■ DATA LISTING:
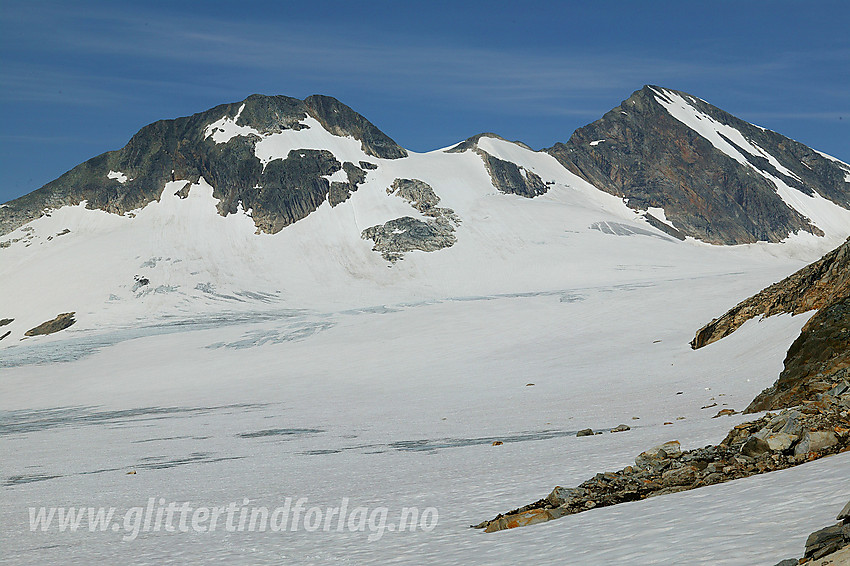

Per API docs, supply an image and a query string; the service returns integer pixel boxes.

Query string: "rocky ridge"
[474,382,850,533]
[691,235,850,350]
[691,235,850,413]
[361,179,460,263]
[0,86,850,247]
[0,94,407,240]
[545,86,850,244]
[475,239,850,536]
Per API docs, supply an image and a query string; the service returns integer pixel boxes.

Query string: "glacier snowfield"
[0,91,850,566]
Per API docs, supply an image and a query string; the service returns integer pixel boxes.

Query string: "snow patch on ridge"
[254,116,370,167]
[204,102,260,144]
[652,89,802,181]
--
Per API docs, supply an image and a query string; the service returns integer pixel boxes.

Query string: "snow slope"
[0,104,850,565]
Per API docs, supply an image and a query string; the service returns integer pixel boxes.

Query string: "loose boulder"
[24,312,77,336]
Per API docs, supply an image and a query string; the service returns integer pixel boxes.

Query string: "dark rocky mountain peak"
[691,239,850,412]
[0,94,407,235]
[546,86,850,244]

■ WHAT THIS TASK INVOLVES: Count the lines in the records above that contain the string "ridge", matching case exactly. Give only the number.

■ WRITTEN RESPONSE: 2